Problem description> Copy the records below word for word, from the first line through the line that contains "positive clicks: (299, 361) (322, 368)", and leave out any pictures.
*** Opening of Task data ***
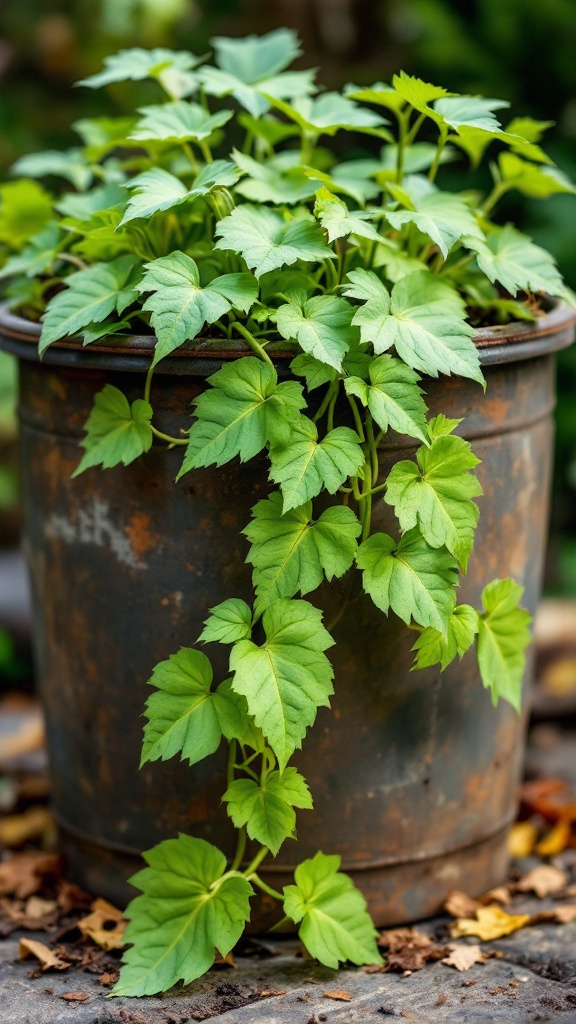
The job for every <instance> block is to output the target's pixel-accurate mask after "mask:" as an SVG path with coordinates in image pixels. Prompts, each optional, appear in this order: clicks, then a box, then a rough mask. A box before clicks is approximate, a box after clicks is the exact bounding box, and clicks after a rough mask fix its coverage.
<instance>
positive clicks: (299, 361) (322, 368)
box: [290, 352, 337, 391]
mask: <svg viewBox="0 0 576 1024" xmlns="http://www.w3.org/2000/svg"><path fill="white" fill-rule="evenodd" d="M290 370H291V371H292V373H293V374H295V375H296V377H303V378H304V380H305V382H306V387H307V389H308V391H314V389H315V388H317V387H322V386H323V385H324V384H328V383H330V381H334V380H336V377H337V374H336V371H335V370H334V368H333V367H329V366H327V364H326V362H321V361H320V359H315V358H314V355H307V354H306V353H305V352H302V353H301V354H300V355H296V357H295V358H293V359H292V361H291V364H290Z"/></svg>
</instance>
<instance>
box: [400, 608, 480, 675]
mask: <svg viewBox="0 0 576 1024" xmlns="http://www.w3.org/2000/svg"><path fill="white" fill-rule="evenodd" d="M478 630H479V614H478V611H477V610H476V608H472V607H470V605H469V604H459V605H457V607H455V608H454V611H453V612H452V614H451V616H450V621H449V623H448V633H447V636H446V637H443V635H442V633H439V631H438V630H435V629H434V628H433V627H431V626H428V627H426V629H425V630H424V631H423V632H422V633H421V634H420V636H419V637H418V639H417V640H416V643H415V644H414V646H413V647H412V650H415V651H416V657H415V659H414V668H415V669H426V668H428V666H430V665H440V668H441V669H442V671H443V672H444V670H445V669H446V668H447V667H448V666H449V665H450V663H451V662H453V660H454V658H455V657H456V655H459V656H460V657H462V656H463V655H464V654H465V653H466V651H467V650H468V648H469V647H471V645H472V643H474V641H475V637H476V635H477V634H478Z"/></svg>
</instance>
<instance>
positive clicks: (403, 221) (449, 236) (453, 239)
mask: <svg viewBox="0 0 576 1024" xmlns="http://www.w3.org/2000/svg"><path fill="white" fill-rule="evenodd" d="M424 180H425V179H424ZM405 190H406V195H407V197H408V198H409V199H410V201H411V203H412V207H413V208H412V209H409V210H397V211H396V212H392V211H387V210H386V211H385V217H386V220H388V221H389V223H390V224H392V226H393V227H396V228H398V229H400V228H402V227H403V226H404V225H405V224H415V226H416V227H417V228H418V230H419V231H421V232H422V234H426V236H427V237H428V238H429V239H431V241H433V242H434V243H435V244H436V245H437V246H438V248H439V249H440V251H441V253H442V255H443V256H444V258H445V259H446V257H447V256H448V253H449V251H450V250H451V249H452V247H453V246H454V245H455V243H456V242H457V241H458V239H461V238H462V237H463V236H465V234H467V236H470V237H472V238H480V239H482V238H484V236H483V232H482V230H481V228H480V227H479V225H478V223H477V220H476V217H475V215H474V213H472V212H471V210H470V208H469V207H468V206H467V205H466V203H465V202H464V200H463V199H462V197H461V196H456V195H453V194H450V193H443V191H439V190H438V189H437V188H436V187H435V186H433V185H430V184H429V182H426V183H425V184H424V183H423V182H421V183H420V184H419V186H418V188H412V189H410V190H407V189H405Z"/></svg>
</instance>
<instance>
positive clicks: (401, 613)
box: [356, 529, 458, 637]
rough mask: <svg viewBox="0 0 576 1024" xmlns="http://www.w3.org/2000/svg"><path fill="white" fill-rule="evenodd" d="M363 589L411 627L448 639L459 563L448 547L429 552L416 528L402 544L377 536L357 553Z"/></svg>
mask: <svg viewBox="0 0 576 1024" xmlns="http://www.w3.org/2000/svg"><path fill="white" fill-rule="evenodd" d="M356 560H357V563H358V566H359V568H361V569H363V584H364V590H365V591H366V593H367V594H369V595H370V597H371V598H372V600H373V601H374V604H375V605H376V607H377V608H380V609H381V611H383V612H384V613H385V614H387V612H388V609H389V608H392V610H393V611H395V612H396V614H397V615H398V616H399V617H400V618H402V621H403V622H405V623H406V625H407V626H408V625H409V624H410V622H411V621H412V620H413V621H414V622H415V623H417V624H418V625H419V626H424V627H426V626H433V627H434V628H435V629H437V630H438V631H439V632H440V633H442V636H443V637H445V636H447V631H448V623H449V622H450V615H451V614H452V610H453V608H454V605H455V603H456V594H455V590H454V588H455V586H456V585H457V583H458V572H457V562H456V560H455V558H453V557H452V555H451V554H449V552H448V551H446V550H445V549H443V548H441V549H435V548H430V547H429V546H428V545H427V544H426V542H425V541H424V539H423V538H422V537H421V535H420V532H419V531H418V530H417V529H411V530H410V531H409V532H408V534H405V535H404V537H403V538H402V540H401V541H400V543H399V544H397V543H396V541H393V539H392V537H388V535H387V534H373V535H372V537H369V538H368V540H367V541H364V544H362V545H361V546H360V548H359V550H358V555H357V558H356Z"/></svg>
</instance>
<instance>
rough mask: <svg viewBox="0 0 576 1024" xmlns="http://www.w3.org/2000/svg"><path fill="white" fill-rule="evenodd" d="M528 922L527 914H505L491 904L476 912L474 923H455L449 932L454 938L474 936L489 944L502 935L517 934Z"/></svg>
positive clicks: (528, 919) (464, 922)
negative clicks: (475, 917) (488, 942)
mask: <svg viewBox="0 0 576 1024" xmlns="http://www.w3.org/2000/svg"><path fill="white" fill-rule="evenodd" d="M529 921H530V914H529V913H517V914H511V913H506V912H505V910H502V908H501V907H500V906H498V904H497V903H491V904H490V906H481V907H480V908H479V909H478V910H477V911H476V921H474V920H466V919H464V920H462V921H457V922H456V924H455V925H452V928H451V932H452V935H453V936H454V938H458V939H459V938H460V937H461V936H462V935H476V936H478V938H479V939H483V940H484V941H485V942H489V941H490V940H491V939H499V938H500V937H501V936H502V935H510V934H511V933H512V932H518V930H519V929H520V928H524V927H525V925H527V924H528V923H529Z"/></svg>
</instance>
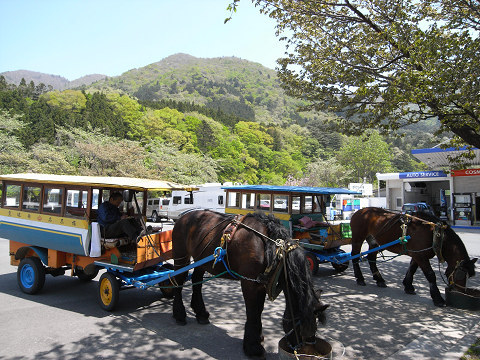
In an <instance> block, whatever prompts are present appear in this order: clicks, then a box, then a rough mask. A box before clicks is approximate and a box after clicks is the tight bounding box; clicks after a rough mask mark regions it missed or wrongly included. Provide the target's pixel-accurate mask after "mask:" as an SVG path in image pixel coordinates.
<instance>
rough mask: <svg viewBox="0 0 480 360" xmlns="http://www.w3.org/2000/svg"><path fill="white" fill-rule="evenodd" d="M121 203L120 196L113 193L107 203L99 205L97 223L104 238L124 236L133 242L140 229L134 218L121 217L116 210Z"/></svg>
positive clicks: (137, 235) (117, 193) (114, 192)
mask: <svg viewBox="0 0 480 360" xmlns="http://www.w3.org/2000/svg"><path fill="white" fill-rule="evenodd" d="M122 201H123V196H122V194H120V193H119V192H114V193H112V194H111V195H110V198H109V199H108V201H105V202H103V203H101V204H100V206H99V207H98V223H99V224H100V226H101V231H102V234H103V235H104V237H105V238H107V239H108V238H118V237H122V236H125V235H126V236H128V238H129V239H130V240H131V241H132V242H135V241H136V240H137V238H138V235H140V232H141V230H142V228H141V226H140V224H138V222H137V221H136V220H135V219H134V218H132V217H128V216H127V215H122V213H121V212H120V209H119V208H118V207H119V206H120V204H121V203H122Z"/></svg>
*** Close of Task data ***
Answer space>
The job for every <instance> block is to output the target's pixel-accurate mask after "mask:" as an SVG path with coordinates in image pixels. Prompts, each optional, appear in this order: clicks, then a box, then a rough mask. A box before clicks is approximate, a box after clicks is the exact bounding box, and clicks after a rough mask fix its coverage.
<instance>
positive clicks: (299, 361) (322, 368)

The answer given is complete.